»»

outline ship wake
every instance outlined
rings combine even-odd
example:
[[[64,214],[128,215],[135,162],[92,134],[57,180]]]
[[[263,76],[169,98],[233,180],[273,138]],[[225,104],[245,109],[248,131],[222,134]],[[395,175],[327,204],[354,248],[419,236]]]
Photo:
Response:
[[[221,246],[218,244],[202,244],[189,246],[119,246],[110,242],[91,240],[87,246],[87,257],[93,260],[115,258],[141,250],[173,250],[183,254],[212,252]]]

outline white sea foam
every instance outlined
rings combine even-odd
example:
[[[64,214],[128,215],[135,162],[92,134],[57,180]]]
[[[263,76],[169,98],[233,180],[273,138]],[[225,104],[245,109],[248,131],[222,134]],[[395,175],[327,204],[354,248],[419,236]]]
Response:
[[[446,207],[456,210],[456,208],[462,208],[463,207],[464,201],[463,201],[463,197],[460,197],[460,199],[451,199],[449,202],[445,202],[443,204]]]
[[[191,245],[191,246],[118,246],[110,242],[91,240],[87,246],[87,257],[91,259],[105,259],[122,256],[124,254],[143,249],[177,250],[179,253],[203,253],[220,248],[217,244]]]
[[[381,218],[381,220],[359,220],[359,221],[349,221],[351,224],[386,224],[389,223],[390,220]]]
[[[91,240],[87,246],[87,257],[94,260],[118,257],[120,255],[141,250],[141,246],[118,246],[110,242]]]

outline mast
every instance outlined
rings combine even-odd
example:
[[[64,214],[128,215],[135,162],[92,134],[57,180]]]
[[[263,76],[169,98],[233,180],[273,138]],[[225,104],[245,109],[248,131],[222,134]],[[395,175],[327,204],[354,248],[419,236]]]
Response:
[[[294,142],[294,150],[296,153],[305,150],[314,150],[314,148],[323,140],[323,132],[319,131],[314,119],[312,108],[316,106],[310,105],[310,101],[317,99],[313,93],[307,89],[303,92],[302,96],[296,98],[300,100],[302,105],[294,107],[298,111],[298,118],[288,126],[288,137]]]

««

Extract every line of the material above and reproduce each one verbatim, in its original order.

outline ship wake
every instance outlined
rings combine even-odd
example:
[[[64,214],[128,215],[135,162],[92,134],[57,180]]]
[[[263,76],[169,98],[233,180],[273,138]],[[225,104],[245,109],[248,131],[222,134]],[[395,175],[327,204],[354,248],[419,236]]]
Photo:
Response:
[[[221,246],[218,244],[202,244],[189,246],[119,246],[110,242],[91,240],[87,246],[87,257],[93,260],[115,258],[141,250],[173,250],[183,254],[212,252]]]

outline white sea foam
every instance outlined
rings combine even-odd
example:
[[[64,214],[128,215],[135,162],[92,134],[57,180]]]
[[[263,76],[169,98],[233,180],[273,138]],[[225,104],[245,109],[248,131],[222,134]],[[395,175],[327,204],[354,248],[419,236]]]
Response:
[[[446,207],[456,210],[456,208],[462,208],[463,207],[464,201],[463,201],[463,197],[460,197],[460,199],[451,199],[449,202],[445,202],[443,204]]]
[[[191,245],[191,246],[118,246],[110,242],[91,240],[87,246],[87,257],[91,259],[105,259],[122,256],[124,254],[143,249],[177,250],[179,253],[203,253],[220,248],[217,244]]]
[[[381,218],[381,220],[359,220],[359,221],[349,221],[351,224],[386,224],[389,223],[390,220]]]
[[[91,240],[87,246],[87,257],[94,260],[118,257],[120,255],[141,250],[141,246],[118,246],[110,242]]]

outline mast
every instance outlined
rings combine even-odd
example:
[[[64,214],[128,215],[135,162],[92,134],[57,180]]]
[[[263,76],[169,98],[233,180],[273,138]],[[225,104],[245,109],[248,131],[222,134]],[[395,175],[327,204],[354,248],[419,236]]]
Response:
[[[294,142],[294,150],[296,153],[305,150],[314,150],[314,148],[323,140],[323,132],[319,131],[314,119],[312,108],[316,106],[310,105],[310,101],[317,99],[313,93],[307,89],[303,92],[302,96],[296,98],[300,100],[302,105],[294,107],[298,111],[298,118],[288,126],[288,137]]]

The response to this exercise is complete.